(Object location annotation data)
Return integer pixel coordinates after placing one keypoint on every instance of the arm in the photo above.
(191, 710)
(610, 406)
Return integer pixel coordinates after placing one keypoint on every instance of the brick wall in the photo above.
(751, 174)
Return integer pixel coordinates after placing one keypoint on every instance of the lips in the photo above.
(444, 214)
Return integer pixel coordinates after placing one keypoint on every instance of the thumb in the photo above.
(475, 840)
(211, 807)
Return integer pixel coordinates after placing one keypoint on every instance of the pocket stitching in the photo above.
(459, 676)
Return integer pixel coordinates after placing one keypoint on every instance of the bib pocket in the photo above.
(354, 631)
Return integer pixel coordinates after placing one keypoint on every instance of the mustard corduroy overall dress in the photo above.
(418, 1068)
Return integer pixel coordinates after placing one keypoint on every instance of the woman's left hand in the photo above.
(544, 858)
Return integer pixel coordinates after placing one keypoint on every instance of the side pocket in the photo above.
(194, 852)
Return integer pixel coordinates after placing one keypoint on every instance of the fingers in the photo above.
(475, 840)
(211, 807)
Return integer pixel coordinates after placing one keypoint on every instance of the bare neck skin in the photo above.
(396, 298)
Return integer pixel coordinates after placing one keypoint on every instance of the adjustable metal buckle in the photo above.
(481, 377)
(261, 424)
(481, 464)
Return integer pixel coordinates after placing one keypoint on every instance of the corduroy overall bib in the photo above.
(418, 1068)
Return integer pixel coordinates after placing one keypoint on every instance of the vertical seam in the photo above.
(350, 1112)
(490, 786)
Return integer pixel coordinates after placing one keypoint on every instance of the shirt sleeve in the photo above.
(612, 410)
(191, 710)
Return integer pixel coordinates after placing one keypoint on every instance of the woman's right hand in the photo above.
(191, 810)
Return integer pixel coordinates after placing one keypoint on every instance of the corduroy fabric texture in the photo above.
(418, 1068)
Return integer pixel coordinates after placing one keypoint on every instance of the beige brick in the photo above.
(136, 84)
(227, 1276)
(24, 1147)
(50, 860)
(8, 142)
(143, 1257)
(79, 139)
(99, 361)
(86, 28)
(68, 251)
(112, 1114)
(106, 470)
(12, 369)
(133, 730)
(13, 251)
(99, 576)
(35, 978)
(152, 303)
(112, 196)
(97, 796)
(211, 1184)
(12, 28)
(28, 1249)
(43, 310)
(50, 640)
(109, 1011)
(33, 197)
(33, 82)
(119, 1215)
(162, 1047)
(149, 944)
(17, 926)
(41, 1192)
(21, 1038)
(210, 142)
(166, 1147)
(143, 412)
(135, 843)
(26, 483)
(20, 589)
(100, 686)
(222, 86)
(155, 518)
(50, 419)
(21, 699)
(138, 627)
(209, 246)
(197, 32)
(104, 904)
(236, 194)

## Brief
Output the listing as a numbered list, from the line containing "bib in the photo above." through the final line of the listing, both included. Omit blank lines.

## Written answer
1. Return integer pixel coordinates after placing one keypoint on every instance of the corduroy overall bib in the photo above.
2. (418, 1068)
3. Return integer pixel coordinates after placing one keypoint on every instance of the vertical seam in the photo above.
4. (350, 1112)
5. (490, 786)
6. Return integer pixel coordinates after placing one keypoint on every instance of the shirt sleeve in the photo above.
7. (612, 410)
8. (191, 710)
9. Return integer pixel coordinates after placing one keypoint on every instance of the woman's right hand in the photo above.
10. (191, 810)
11. Return integer pixel coordinates after placing one keypoint on every instance of the corduroy fabric texture in the photo above.
12. (418, 1068)
13. Return integer pixel coordinates after placing one keypoint on every instance of the beige brick in the photo above.
14. (136, 84)
15. (227, 1276)
16. (24, 1147)
17. (50, 860)
18. (8, 142)
19. (143, 1257)
20. (79, 139)
21. (99, 361)
22. (86, 28)
23. (68, 251)
24. (112, 1114)
25. (106, 470)
26. (12, 369)
27. (133, 730)
28. (13, 251)
29. (99, 576)
30. (35, 978)
31. (152, 303)
32. (112, 196)
33. (97, 796)
34. (211, 1184)
35. (12, 28)
36. (28, 1249)
37. (43, 310)
38. (50, 640)
39. (109, 1011)
40. (33, 197)
41. (33, 82)
42. (119, 1215)
43. (162, 1047)
44. (149, 944)
45. (17, 926)
46. (41, 1192)
47. (21, 1038)
48. (210, 142)
49. (166, 1147)
50. (143, 412)
51. (135, 843)
52. (26, 483)
53. (20, 589)
54. (100, 686)
55. (222, 86)
56. (155, 518)
57. (50, 419)
58. (21, 699)
59. (138, 627)
60. (209, 246)
61. (197, 32)
62. (104, 904)
63. (236, 194)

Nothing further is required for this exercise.